* **Prompt**: Rewrite every line of the material below from the line with "A single point falls on each instance of the lake" up to and including the line with "Target: green foliage", leaving all lines as they are except the answers. In each answer, shift the point coordinates by adding 6 to every number.

>> START Dataset records

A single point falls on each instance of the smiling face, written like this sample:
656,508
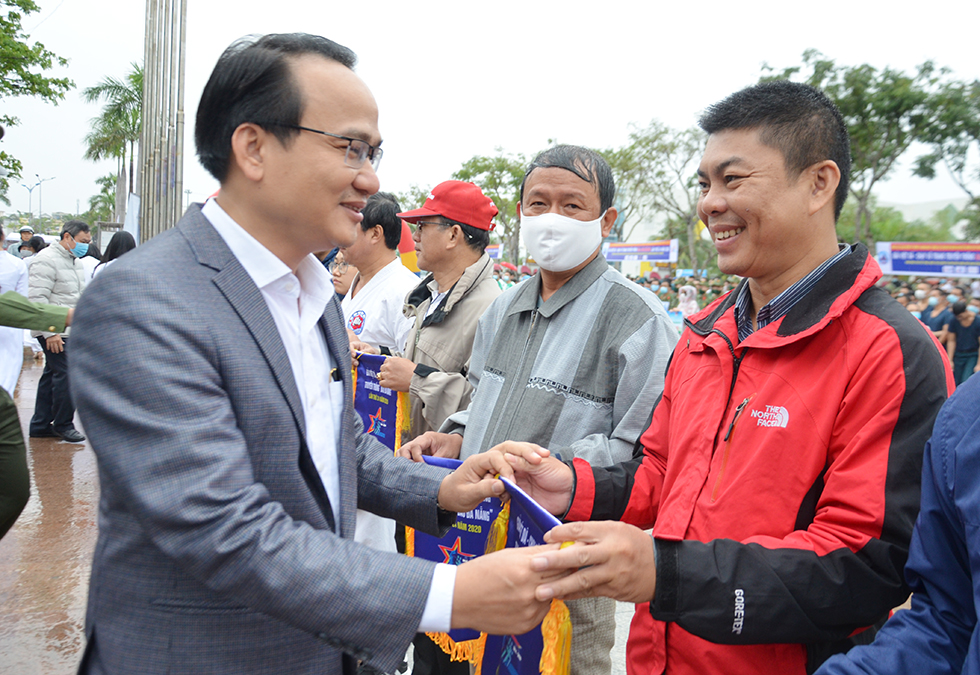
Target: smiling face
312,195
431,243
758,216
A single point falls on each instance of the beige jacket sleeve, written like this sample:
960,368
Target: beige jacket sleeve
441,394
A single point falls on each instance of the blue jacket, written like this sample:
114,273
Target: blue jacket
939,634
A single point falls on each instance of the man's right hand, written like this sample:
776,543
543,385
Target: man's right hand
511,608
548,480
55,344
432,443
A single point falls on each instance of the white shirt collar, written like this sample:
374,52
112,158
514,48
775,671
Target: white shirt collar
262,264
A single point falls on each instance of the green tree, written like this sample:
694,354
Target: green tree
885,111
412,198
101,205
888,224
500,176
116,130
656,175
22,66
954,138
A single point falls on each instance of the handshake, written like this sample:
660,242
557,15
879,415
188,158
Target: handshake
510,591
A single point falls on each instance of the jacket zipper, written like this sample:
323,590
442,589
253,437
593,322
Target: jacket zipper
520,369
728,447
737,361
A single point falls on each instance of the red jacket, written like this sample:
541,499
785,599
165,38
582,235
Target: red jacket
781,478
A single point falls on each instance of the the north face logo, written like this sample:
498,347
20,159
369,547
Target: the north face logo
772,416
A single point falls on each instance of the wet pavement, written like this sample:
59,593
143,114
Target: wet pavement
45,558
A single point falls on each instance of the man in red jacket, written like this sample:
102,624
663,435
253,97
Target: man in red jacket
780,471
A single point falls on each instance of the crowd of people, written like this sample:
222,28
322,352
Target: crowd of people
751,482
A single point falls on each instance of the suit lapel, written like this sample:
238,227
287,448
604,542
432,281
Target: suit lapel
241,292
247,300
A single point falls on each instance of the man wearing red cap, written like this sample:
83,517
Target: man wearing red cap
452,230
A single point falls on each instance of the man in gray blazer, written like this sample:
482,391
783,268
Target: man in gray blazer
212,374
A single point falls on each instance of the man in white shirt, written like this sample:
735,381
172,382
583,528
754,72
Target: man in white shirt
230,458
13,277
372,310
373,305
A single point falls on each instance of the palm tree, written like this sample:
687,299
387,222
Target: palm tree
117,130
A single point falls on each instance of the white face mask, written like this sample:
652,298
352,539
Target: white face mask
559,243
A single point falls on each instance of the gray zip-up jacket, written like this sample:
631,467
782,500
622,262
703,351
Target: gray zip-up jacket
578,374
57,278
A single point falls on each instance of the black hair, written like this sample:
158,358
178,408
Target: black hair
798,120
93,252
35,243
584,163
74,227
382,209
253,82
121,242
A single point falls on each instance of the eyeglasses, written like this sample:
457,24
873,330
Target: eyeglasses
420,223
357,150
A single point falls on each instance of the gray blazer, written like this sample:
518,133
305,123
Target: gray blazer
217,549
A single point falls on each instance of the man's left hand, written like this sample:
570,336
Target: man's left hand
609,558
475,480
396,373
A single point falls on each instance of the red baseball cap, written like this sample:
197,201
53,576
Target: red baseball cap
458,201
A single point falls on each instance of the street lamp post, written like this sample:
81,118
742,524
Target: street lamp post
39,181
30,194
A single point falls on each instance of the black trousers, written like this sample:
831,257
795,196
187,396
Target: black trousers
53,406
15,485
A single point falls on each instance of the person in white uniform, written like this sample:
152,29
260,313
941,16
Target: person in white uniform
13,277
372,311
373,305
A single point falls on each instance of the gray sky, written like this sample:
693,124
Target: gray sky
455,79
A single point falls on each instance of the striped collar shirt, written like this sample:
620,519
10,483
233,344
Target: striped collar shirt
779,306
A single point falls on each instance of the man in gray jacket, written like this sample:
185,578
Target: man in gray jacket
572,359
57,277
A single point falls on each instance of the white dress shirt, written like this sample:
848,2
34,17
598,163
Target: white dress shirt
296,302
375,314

>> END Dataset records
>> START Dataset records

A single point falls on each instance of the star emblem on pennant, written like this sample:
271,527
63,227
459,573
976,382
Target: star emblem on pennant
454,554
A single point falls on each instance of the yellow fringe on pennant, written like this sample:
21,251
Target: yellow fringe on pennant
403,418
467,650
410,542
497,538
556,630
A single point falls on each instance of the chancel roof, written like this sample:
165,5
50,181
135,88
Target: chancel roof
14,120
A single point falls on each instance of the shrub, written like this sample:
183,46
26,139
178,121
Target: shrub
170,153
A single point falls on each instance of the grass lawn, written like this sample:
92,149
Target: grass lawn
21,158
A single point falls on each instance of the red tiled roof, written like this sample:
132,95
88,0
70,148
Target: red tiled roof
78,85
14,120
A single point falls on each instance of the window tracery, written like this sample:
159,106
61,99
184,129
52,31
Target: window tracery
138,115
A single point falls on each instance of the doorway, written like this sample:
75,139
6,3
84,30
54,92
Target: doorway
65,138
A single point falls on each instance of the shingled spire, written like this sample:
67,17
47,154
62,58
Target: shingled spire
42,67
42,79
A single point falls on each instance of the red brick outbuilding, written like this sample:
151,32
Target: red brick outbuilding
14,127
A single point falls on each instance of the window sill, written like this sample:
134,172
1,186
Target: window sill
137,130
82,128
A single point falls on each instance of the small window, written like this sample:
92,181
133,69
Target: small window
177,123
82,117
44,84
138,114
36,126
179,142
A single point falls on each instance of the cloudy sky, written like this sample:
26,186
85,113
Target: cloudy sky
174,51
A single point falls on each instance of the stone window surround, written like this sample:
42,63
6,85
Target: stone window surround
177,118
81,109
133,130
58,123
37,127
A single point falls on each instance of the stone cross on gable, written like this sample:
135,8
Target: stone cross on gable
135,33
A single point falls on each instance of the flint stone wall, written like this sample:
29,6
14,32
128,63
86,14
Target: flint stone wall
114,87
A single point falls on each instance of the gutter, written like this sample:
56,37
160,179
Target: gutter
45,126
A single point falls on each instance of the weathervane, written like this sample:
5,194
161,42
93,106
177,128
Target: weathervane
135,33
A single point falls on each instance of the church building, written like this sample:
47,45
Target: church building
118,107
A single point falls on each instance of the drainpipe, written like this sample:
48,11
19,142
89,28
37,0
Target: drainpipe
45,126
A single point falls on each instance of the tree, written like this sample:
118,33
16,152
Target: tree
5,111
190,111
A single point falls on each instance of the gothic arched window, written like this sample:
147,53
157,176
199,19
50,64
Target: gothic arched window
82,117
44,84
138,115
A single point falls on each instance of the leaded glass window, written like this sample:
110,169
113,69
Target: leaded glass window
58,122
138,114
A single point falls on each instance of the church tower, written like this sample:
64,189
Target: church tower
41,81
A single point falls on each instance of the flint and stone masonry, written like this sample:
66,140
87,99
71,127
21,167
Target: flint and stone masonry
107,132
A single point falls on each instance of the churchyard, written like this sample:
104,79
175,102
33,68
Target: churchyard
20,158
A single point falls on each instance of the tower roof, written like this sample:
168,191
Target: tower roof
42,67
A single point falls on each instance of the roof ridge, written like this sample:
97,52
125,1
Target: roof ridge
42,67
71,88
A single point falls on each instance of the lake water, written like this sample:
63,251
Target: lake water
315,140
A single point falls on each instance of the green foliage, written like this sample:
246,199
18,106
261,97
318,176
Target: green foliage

>> END Dataset records
>> START Dataset records

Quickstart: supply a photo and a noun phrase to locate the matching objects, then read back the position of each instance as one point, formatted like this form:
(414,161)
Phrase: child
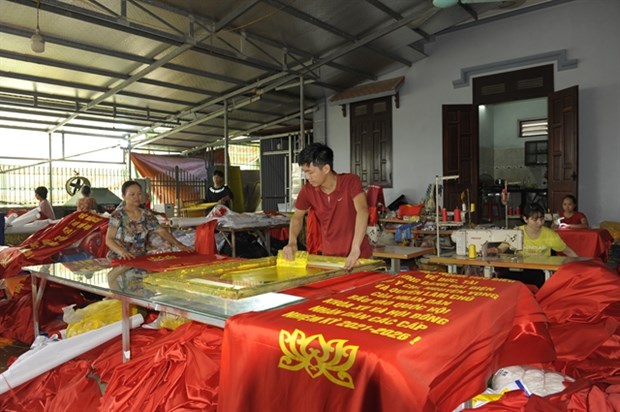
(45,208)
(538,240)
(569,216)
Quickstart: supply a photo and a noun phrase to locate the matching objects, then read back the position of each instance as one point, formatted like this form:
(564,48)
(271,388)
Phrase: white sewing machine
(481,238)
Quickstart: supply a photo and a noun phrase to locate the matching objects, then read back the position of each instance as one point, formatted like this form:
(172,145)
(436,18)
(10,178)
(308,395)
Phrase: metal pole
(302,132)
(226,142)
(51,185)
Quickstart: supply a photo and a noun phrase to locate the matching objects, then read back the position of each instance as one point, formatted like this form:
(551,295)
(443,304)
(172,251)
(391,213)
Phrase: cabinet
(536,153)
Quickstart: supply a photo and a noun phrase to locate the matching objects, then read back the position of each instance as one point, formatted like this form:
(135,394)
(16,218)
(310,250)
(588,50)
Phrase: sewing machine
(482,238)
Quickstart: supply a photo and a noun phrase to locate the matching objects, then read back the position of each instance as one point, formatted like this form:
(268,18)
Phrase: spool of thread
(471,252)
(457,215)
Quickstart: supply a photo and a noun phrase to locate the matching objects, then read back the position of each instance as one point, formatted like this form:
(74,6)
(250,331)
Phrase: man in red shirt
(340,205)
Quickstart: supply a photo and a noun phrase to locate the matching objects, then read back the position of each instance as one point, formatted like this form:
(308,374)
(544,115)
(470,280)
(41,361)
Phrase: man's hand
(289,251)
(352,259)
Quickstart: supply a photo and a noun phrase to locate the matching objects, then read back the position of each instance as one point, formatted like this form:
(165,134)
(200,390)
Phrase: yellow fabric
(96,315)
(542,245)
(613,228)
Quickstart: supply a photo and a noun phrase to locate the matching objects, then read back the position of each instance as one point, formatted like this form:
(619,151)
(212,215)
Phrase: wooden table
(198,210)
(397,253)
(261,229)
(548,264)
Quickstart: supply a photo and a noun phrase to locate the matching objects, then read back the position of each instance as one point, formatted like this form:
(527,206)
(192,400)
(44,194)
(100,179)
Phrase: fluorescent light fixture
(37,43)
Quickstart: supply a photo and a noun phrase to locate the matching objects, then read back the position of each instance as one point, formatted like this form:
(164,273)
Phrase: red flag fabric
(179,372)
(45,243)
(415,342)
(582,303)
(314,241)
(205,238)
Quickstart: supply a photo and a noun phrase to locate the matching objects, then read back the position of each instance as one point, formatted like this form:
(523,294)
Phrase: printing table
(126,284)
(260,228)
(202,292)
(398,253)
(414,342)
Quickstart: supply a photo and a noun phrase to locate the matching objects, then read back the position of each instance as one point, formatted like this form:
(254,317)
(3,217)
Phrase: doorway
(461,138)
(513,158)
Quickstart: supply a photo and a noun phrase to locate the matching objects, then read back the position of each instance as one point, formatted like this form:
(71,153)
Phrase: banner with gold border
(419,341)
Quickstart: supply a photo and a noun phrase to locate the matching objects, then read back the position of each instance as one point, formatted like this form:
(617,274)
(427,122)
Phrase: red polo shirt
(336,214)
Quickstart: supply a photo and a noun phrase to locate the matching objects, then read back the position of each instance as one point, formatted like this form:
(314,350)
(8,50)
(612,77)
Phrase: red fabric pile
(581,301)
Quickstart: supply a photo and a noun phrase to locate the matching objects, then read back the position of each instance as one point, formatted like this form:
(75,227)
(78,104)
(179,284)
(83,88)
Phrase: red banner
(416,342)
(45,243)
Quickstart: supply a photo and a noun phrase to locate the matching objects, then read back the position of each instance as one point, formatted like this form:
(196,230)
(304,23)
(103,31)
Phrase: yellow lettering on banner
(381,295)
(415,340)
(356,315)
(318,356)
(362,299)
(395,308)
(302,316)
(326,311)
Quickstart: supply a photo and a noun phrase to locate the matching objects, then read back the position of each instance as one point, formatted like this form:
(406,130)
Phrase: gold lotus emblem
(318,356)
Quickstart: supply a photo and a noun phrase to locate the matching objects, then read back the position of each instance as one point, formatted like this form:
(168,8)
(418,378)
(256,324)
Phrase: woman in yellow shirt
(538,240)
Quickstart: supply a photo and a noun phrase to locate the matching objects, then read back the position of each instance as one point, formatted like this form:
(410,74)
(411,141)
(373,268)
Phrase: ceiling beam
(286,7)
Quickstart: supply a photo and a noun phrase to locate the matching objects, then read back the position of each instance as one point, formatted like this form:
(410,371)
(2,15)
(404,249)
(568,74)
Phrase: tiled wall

>> END Dataset records

* **Reply to the task**:
A single point falls on each instance of the lake water, written like this sample:
63,251
Target: lake water
321,146
A single point falls on each instance of the green foliage, written like this sample:
246,199
18,106
261,97
318,176
Target: green foliage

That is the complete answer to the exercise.